▶ Aim of the task:
Repeat exactly, and only, the lines from the one containing "In this exercise you will mark each instance of the bronze" through the end of the records.
======== Dataset entries
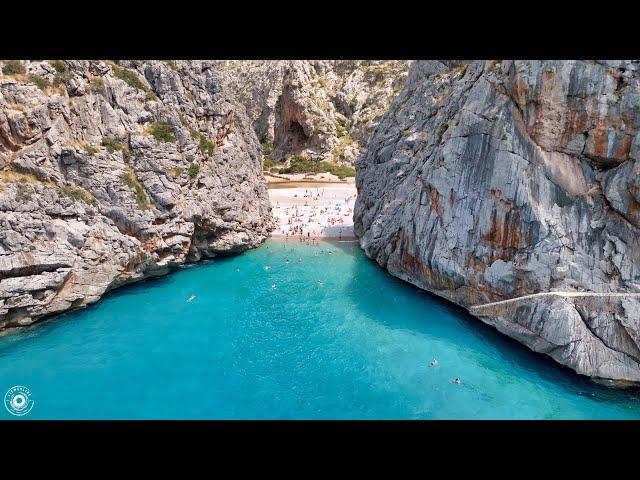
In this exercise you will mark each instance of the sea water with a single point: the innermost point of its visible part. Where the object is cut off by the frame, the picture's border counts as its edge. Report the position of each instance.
(288, 331)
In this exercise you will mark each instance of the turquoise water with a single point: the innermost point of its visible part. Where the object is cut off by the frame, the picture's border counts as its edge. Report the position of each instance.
(325, 336)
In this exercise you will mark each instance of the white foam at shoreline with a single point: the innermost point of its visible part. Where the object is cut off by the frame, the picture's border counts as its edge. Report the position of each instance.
(297, 205)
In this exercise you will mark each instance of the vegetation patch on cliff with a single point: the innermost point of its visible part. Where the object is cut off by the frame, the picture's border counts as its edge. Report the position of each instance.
(79, 194)
(162, 132)
(113, 144)
(13, 67)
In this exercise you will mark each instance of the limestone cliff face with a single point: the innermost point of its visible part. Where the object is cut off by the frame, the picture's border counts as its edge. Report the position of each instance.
(321, 109)
(489, 181)
(110, 173)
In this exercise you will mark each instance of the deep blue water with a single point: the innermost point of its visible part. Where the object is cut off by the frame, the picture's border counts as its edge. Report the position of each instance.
(323, 336)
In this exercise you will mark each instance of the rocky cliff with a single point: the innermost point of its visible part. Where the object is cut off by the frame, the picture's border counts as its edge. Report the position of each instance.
(113, 172)
(323, 109)
(512, 188)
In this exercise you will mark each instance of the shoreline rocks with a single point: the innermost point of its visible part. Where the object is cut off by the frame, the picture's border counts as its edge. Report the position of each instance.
(115, 172)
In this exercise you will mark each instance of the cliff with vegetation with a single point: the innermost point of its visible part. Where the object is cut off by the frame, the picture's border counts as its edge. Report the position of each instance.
(114, 172)
(512, 188)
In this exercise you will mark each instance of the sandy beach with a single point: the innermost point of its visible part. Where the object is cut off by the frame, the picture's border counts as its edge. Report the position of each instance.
(313, 209)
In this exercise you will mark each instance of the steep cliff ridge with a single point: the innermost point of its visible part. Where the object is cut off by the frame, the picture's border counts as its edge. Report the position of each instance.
(490, 181)
(113, 172)
(324, 109)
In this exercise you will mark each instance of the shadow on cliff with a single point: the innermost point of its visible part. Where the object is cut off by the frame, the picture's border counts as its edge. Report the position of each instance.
(509, 349)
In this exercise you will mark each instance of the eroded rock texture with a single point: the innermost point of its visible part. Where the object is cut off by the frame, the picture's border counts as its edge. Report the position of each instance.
(323, 109)
(113, 173)
(487, 181)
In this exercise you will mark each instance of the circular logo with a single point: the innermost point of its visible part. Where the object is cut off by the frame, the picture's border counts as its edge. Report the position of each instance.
(18, 401)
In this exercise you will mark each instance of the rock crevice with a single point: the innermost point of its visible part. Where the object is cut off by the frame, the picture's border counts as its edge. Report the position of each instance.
(487, 181)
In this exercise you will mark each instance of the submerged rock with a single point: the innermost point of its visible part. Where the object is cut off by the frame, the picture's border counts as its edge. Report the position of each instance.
(489, 181)
(114, 172)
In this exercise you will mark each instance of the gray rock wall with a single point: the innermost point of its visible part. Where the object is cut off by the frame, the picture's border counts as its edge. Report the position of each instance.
(322, 109)
(487, 181)
(112, 173)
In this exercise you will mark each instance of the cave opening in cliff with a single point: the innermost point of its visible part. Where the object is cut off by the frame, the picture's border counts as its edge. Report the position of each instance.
(294, 137)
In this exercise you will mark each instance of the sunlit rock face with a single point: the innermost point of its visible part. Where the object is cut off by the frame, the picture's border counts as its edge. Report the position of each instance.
(487, 181)
(114, 172)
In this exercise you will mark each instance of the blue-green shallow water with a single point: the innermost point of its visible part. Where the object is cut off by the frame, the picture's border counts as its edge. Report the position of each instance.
(357, 346)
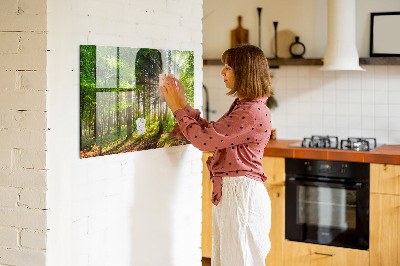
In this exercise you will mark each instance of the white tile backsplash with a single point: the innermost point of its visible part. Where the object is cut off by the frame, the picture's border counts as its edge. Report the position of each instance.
(343, 103)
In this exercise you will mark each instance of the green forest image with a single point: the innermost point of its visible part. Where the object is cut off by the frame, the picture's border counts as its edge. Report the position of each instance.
(121, 108)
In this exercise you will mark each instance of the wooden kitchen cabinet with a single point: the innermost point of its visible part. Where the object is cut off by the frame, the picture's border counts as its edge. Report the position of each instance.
(305, 254)
(206, 225)
(277, 233)
(385, 215)
(385, 178)
(274, 168)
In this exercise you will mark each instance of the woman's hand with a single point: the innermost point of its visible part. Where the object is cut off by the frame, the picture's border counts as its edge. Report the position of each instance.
(173, 94)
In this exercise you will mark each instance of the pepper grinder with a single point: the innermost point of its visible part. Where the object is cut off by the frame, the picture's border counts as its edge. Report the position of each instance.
(276, 38)
(259, 26)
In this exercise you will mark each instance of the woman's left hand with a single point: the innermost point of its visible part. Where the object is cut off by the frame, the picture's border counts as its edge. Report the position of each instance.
(171, 96)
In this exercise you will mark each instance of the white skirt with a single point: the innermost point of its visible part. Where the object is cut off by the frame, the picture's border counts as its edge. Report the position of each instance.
(241, 223)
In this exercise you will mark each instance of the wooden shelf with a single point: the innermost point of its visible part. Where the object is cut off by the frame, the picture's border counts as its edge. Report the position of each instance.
(273, 62)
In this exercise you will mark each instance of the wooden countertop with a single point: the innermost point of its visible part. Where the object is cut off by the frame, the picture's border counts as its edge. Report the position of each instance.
(389, 154)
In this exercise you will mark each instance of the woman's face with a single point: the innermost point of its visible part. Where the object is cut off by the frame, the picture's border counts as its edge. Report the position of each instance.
(229, 76)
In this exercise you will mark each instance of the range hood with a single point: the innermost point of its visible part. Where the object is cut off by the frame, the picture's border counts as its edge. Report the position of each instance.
(341, 51)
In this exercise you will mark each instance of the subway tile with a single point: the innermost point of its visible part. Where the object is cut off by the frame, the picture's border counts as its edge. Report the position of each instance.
(381, 123)
(367, 97)
(381, 97)
(355, 122)
(355, 109)
(291, 71)
(380, 84)
(381, 110)
(394, 110)
(380, 71)
(329, 109)
(394, 137)
(367, 123)
(394, 71)
(355, 132)
(355, 96)
(367, 110)
(382, 136)
(394, 83)
(394, 123)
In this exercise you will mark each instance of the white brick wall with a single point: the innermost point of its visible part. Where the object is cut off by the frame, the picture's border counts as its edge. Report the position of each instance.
(22, 132)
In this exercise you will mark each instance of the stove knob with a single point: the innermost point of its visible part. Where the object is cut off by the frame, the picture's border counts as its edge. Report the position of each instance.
(343, 168)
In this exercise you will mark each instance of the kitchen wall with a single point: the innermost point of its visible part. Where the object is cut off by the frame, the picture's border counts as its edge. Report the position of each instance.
(343, 103)
(140, 208)
(23, 214)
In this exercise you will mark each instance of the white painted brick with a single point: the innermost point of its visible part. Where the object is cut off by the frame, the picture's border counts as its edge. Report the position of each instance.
(34, 120)
(8, 197)
(22, 218)
(23, 100)
(7, 80)
(23, 178)
(31, 80)
(23, 22)
(9, 42)
(5, 158)
(8, 6)
(33, 199)
(8, 237)
(24, 139)
(33, 239)
(34, 7)
(23, 257)
(98, 222)
(31, 56)
(33, 159)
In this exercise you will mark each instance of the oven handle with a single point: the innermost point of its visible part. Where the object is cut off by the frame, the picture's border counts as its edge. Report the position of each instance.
(357, 185)
(324, 254)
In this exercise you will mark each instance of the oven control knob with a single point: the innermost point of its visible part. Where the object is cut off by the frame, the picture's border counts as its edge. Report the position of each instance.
(343, 168)
(308, 166)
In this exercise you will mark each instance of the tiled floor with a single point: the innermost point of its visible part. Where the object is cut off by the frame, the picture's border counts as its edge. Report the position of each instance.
(206, 261)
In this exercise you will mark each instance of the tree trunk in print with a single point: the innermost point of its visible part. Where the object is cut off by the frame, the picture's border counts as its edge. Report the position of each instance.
(148, 66)
(129, 115)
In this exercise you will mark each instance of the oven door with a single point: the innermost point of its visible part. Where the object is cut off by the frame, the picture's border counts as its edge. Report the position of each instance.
(327, 213)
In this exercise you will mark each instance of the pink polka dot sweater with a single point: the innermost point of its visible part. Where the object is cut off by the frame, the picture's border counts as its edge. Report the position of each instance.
(238, 139)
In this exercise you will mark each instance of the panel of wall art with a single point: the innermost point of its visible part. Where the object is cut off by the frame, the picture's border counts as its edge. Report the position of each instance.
(121, 105)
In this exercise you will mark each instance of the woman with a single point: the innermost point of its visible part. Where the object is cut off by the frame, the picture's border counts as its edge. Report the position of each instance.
(242, 211)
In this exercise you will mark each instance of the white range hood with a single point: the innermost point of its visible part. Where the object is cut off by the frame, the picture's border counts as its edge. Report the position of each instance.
(341, 51)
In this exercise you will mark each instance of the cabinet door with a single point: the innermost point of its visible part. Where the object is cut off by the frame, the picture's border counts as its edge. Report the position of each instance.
(206, 232)
(304, 254)
(274, 168)
(385, 178)
(384, 230)
(277, 233)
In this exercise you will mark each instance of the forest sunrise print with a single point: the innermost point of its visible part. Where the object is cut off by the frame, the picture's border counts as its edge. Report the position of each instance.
(121, 108)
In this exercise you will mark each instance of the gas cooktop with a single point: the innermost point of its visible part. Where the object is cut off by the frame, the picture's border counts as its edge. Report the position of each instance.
(332, 142)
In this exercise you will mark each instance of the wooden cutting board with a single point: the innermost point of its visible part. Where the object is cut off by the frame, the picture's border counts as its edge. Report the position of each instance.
(239, 35)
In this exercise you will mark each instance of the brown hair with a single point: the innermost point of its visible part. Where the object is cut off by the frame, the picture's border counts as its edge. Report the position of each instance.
(250, 66)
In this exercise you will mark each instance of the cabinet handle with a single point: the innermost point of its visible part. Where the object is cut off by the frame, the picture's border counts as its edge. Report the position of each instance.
(324, 254)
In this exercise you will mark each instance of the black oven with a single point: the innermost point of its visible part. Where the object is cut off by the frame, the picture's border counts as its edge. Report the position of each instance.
(327, 202)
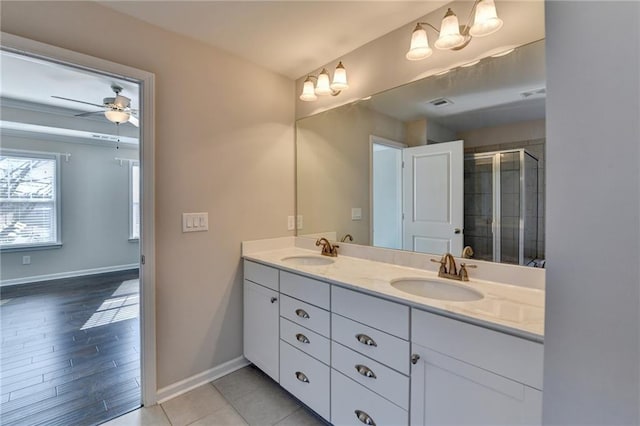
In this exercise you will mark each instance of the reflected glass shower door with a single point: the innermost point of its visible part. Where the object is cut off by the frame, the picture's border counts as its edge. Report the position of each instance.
(501, 206)
(478, 206)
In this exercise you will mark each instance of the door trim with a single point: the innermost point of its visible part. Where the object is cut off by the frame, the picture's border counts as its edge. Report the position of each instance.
(146, 80)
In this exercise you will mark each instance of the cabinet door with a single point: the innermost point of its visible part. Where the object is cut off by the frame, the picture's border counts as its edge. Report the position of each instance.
(445, 391)
(261, 328)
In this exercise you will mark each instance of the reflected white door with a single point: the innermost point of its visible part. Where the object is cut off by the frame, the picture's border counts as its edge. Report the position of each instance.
(433, 198)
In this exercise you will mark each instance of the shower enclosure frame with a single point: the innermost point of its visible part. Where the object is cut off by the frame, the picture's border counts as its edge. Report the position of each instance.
(496, 224)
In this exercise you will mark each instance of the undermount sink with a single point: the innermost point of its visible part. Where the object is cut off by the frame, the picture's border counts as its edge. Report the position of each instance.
(436, 289)
(307, 260)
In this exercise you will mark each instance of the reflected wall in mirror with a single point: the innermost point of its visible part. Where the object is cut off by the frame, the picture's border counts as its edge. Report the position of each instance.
(351, 180)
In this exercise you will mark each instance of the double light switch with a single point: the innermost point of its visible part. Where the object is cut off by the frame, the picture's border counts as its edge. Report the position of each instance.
(194, 222)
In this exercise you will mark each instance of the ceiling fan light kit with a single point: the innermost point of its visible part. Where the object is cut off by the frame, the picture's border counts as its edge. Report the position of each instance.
(452, 35)
(117, 109)
(323, 84)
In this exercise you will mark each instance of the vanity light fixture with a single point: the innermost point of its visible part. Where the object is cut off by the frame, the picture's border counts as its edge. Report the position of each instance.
(322, 84)
(452, 35)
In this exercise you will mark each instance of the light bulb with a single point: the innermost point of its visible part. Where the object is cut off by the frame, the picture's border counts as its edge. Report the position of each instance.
(117, 116)
(308, 94)
(419, 48)
(322, 86)
(450, 36)
(340, 78)
(486, 19)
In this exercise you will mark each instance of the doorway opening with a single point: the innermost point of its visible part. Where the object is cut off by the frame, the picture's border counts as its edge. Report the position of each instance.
(75, 202)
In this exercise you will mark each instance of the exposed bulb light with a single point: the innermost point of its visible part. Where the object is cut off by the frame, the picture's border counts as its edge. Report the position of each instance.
(339, 78)
(450, 36)
(486, 20)
(308, 93)
(323, 84)
(419, 48)
(117, 116)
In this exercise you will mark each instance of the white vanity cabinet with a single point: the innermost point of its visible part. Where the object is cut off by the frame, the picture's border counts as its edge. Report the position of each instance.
(304, 340)
(261, 317)
(355, 358)
(369, 360)
(465, 374)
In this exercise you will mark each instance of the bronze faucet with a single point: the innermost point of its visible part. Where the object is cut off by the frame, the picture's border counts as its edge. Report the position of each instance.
(347, 237)
(327, 248)
(449, 270)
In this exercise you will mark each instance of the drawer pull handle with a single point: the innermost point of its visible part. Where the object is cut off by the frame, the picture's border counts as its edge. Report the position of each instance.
(302, 338)
(365, 418)
(366, 340)
(365, 371)
(302, 377)
(302, 313)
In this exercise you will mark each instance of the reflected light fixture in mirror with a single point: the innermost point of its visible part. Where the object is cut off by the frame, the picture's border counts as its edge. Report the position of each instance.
================
▶ Answer:
In this exercise you will mark each instance of the bronze faucet with a single point: the innermost point of its visible part. Where the object is cut off by the frame, the picture's border counts as its edge. Report the position of each instance.
(347, 237)
(327, 248)
(449, 270)
In this exercise you will mark each instance of the drawer pull handle with a single point: the innermost point of its visible part. Where the object is cut off by the frame, the picture's border counts as its edge. Report the position of each instance.
(302, 338)
(365, 418)
(366, 340)
(365, 371)
(302, 377)
(302, 313)
In this exercise you will mark each instance of the reflected light fixture in mirror with a single point: the innermost point of its visible part. Where the object is cut off by the frame, the picture's border counts as its edge. Report the position of each instance.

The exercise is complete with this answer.